### Short exercise:
From the line that holds "Give the innermost point of each instance of the white road" to the last line of the data, copy everything exactly; leave out all the rest.

### Excerpts from point annotation data:
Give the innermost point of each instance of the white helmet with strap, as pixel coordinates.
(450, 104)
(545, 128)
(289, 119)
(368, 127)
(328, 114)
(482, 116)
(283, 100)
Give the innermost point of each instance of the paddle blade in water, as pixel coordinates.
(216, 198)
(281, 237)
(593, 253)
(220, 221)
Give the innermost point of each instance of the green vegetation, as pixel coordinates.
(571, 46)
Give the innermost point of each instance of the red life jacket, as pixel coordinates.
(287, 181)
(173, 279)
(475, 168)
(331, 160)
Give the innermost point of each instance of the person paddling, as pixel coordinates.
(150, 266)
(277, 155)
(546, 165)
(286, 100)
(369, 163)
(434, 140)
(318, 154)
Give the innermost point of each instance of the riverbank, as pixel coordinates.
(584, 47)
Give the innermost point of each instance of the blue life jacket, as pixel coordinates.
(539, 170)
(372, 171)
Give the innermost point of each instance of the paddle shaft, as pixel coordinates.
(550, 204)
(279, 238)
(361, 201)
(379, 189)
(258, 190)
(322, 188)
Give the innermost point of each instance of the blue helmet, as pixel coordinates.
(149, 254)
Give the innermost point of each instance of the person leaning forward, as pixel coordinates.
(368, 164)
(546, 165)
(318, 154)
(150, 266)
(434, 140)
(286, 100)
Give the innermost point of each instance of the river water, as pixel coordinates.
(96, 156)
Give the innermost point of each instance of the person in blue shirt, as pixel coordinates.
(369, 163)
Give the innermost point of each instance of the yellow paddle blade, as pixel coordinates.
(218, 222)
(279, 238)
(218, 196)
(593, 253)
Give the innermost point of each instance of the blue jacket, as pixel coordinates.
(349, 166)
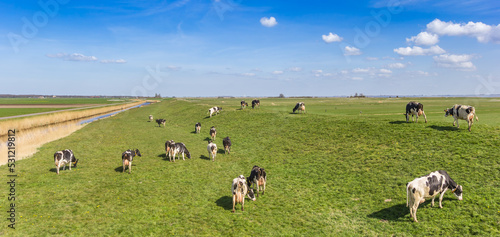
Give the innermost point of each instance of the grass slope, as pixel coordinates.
(330, 172)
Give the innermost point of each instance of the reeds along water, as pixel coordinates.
(46, 128)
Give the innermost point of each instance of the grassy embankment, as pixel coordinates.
(340, 169)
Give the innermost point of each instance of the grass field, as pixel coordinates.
(338, 170)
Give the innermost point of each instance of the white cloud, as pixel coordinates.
(268, 22)
(113, 61)
(351, 51)
(415, 50)
(424, 38)
(482, 32)
(460, 62)
(248, 74)
(73, 57)
(385, 71)
(396, 65)
(331, 38)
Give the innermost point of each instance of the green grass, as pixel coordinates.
(330, 172)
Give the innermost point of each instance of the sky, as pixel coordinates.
(252, 48)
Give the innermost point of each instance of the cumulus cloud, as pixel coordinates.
(332, 38)
(415, 50)
(460, 62)
(396, 65)
(295, 69)
(113, 61)
(351, 51)
(268, 22)
(482, 32)
(73, 57)
(424, 38)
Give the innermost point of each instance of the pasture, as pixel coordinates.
(338, 170)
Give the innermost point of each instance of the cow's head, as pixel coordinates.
(458, 192)
(251, 194)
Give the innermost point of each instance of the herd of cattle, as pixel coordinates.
(428, 186)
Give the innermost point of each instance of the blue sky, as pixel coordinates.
(252, 48)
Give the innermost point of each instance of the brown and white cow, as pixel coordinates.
(429, 186)
(239, 189)
(464, 112)
(414, 108)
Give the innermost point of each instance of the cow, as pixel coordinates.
(239, 189)
(243, 104)
(197, 127)
(173, 148)
(300, 107)
(255, 103)
(429, 186)
(464, 112)
(160, 122)
(212, 150)
(414, 108)
(64, 157)
(213, 133)
(258, 177)
(227, 145)
(215, 110)
(128, 157)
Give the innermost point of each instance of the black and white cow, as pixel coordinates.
(197, 127)
(258, 177)
(255, 103)
(227, 144)
(414, 108)
(464, 112)
(212, 150)
(243, 104)
(128, 157)
(239, 189)
(213, 133)
(429, 186)
(64, 157)
(160, 122)
(300, 107)
(173, 148)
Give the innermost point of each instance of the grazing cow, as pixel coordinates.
(429, 186)
(172, 148)
(255, 103)
(213, 133)
(300, 107)
(215, 110)
(258, 177)
(464, 112)
(128, 157)
(63, 158)
(243, 104)
(239, 189)
(197, 127)
(212, 150)
(227, 145)
(414, 108)
(160, 122)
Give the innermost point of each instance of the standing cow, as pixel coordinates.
(414, 108)
(64, 157)
(429, 186)
(464, 112)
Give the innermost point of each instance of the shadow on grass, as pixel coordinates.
(398, 122)
(225, 202)
(443, 128)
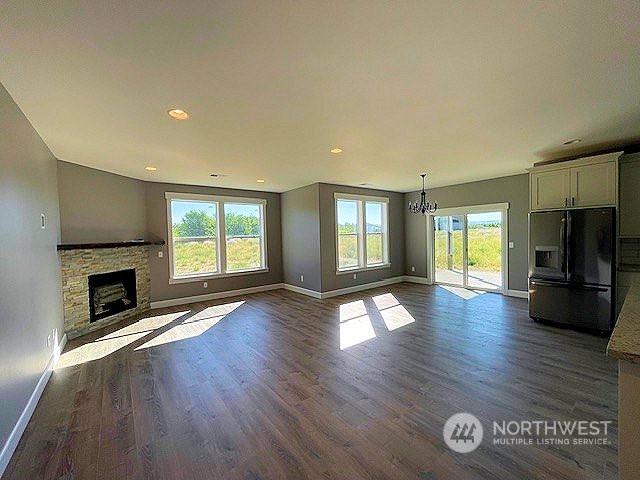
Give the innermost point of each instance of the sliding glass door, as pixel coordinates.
(467, 248)
(449, 249)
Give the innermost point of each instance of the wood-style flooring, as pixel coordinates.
(258, 387)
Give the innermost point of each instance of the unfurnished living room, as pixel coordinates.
(254, 240)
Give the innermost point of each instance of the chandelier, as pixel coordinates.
(424, 207)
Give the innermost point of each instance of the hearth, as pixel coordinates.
(111, 293)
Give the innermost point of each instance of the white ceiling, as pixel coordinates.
(462, 90)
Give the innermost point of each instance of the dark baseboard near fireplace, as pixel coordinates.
(111, 293)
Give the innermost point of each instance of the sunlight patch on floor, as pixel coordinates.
(355, 324)
(355, 331)
(352, 310)
(393, 313)
(114, 341)
(463, 293)
(193, 326)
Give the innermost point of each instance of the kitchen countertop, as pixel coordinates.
(624, 343)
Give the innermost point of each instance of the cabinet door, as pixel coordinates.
(630, 198)
(593, 185)
(549, 189)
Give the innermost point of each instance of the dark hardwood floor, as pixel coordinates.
(258, 387)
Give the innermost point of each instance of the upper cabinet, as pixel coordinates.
(550, 189)
(629, 195)
(586, 182)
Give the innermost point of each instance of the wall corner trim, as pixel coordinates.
(215, 295)
(14, 438)
(517, 293)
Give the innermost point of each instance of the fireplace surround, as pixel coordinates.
(85, 269)
(111, 293)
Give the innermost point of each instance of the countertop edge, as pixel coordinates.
(624, 343)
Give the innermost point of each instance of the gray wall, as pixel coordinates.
(330, 279)
(513, 189)
(30, 285)
(97, 206)
(301, 237)
(156, 207)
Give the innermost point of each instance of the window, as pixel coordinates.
(362, 232)
(211, 236)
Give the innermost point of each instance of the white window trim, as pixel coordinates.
(362, 227)
(221, 246)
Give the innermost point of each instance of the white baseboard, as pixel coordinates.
(343, 291)
(303, 291)
(414, 279)
(214, 296)
(14, 438)
(517, 293)
(359, 288)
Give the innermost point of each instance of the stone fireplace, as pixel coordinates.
(103, 284)
(111, 293)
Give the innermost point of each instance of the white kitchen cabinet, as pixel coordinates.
(550, 189)
(593, 185)
(581, 183)
(629, 196)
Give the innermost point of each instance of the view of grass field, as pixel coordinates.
(484, 248)
(195, 231)
(348, 249)
(200, 256)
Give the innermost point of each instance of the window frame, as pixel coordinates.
(221, 236)
(362, 232)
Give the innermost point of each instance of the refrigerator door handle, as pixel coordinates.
(569, 258)
(562, 245)
(592, 288)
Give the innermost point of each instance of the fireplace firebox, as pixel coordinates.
(111, 293)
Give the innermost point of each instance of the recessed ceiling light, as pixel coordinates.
(178, 114)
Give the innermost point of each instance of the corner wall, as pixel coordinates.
(513, 189)
(98, 206)
(30, 285)
(301, 237)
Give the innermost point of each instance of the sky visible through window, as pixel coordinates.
(348, 213)
(180, 208)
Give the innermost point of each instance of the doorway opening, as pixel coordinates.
(468, 247)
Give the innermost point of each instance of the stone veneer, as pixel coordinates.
(77, 265)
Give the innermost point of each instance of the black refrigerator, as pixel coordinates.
(571, 267)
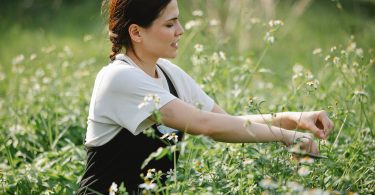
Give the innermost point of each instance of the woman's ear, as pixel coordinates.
(134, 32)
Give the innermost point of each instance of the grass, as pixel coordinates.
(50, 55)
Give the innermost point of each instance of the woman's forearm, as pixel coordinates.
(285, 120)
(243, 130)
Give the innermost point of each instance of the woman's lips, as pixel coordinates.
(175, 45)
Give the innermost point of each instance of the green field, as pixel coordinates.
(320, 57)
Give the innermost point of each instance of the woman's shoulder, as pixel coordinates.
(170, 67)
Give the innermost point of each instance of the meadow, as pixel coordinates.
(250, 56)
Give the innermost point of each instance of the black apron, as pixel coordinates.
(121, 158)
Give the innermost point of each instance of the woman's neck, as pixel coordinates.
(147, 64)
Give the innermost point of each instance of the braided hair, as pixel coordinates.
(123, 13)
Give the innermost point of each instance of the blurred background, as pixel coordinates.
(29, 24)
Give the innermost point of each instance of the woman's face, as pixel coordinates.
(160, 40)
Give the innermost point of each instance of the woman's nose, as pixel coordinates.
(180, 30)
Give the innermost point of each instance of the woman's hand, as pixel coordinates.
(317, 122)
(302, 143)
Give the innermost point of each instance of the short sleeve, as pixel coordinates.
(127, 96)
(188, 90)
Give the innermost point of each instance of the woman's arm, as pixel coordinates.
(222, 127)
(317, 122)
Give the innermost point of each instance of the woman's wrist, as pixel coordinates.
(289, 137)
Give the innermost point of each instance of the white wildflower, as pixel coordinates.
(297, 68)
(303, 171)
(192, 23)
(316, 192)
(214, 22)
(352, 46)
(359, 52)
(269, 38)
(294, 186)
(87, 38)
(333, 48)
(113, 189)
(275, 23)
(248, 161)
(18, 59)
(268, 183)
(33, 56)
(317, 51)
(148, 185)
(306, 160)
(222, 55)
(254, 20)
(198, 48)
(2, 76)
(336, 60)
(197, 13)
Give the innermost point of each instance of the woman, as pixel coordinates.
(149, 31)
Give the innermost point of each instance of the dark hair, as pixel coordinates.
(123, 13)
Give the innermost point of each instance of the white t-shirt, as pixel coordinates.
(121, 87)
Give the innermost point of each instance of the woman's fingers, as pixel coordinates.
(309, 145)
(326, 122)
(317, 132)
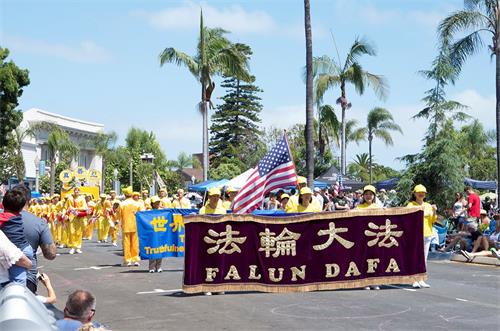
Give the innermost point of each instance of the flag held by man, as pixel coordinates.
(275, 170)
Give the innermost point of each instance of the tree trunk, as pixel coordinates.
(309, 97)
(204, 112)
(370, 138)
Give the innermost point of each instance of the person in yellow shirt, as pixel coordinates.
(369, 198)
(181, 202)
(102, 212)
(231, 194)
(90, 221)
(164, 200)
(78, 210)
(369, 201)
(213, 207)
(305, 202)
(430, 217)
(128, 209)
(115, 224)
(145, 199)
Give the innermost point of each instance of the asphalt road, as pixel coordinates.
(462, 296)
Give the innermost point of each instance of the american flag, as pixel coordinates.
(275, 170)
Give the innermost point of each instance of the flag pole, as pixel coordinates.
(291, 157)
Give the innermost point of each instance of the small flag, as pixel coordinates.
(275, 170)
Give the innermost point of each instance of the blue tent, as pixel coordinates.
(480, 184)
(206, 185)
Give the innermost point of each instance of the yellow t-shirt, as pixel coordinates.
(365, 205)
(429, 217)
(219, 210)
(127, 209)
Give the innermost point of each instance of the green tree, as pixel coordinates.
(235, 130)
(379, 123)
(216, 55)
(12, 81)
(479, 18)
(330, 73)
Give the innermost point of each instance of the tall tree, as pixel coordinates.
(332, 73)
(309, 96)
(235, 123)
(479, 18)
(379, 123)
(12, 81)
(216, 55)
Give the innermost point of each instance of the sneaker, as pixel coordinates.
(423, 284)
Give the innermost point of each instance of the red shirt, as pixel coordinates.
(474, 205)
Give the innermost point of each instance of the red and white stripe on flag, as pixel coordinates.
(274, 171)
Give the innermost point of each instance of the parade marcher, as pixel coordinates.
(305, 202)
(155, 264)
(146, 201)
(369, 201)
(89, 220)
(430, 216)
(213, 206)
(77, 209)
(128, 209)
(181, 202)
(102, 213)
(114, 225)
(164, 200)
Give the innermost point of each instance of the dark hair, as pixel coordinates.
(23, 188)
(79, 305)
(14, 200)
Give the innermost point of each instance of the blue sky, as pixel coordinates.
(98, 61)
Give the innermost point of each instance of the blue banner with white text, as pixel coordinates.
(161, 232)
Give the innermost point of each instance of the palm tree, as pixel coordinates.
(330, 73)
(482, 17)
(60, 146)
(309, 96)
(379, 123)
(216, 55)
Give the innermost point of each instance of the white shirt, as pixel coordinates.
(9, 255)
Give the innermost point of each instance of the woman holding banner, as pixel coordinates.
(369, 200)
(430, 216)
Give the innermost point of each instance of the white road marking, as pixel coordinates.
(159, 290)
(402, 288)
(93, 268)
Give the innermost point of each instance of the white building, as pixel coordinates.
(35, 149)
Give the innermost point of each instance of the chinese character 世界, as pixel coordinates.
(386, 232)
(178, 223)
(332, 233)
(158, 224)
(284, 244)
(227, 238)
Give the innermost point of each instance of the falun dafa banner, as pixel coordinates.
(161, 232)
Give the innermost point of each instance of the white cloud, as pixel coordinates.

### Task answer:
Give the innermost point of each instance of the white road marking, as pixel coordinates.
(159, 290)
(402, 288)
(93, 268)
Give the innermost point of each instance of the white building, as pixel coordinates.
(35, 149)
Give the innermost point of each instance of the chinese character 世界, as pixel coordinates.
(386, 232)
(178, 223)
(332, 233)
(158, 224)
(284, 244)
(227, 238)
Give the innermost point of each instance of the falun dafa banner, as pixel coordinates.
(161, 232)
Give the innermost point of each instance of the white cloud, as pixel coordinates.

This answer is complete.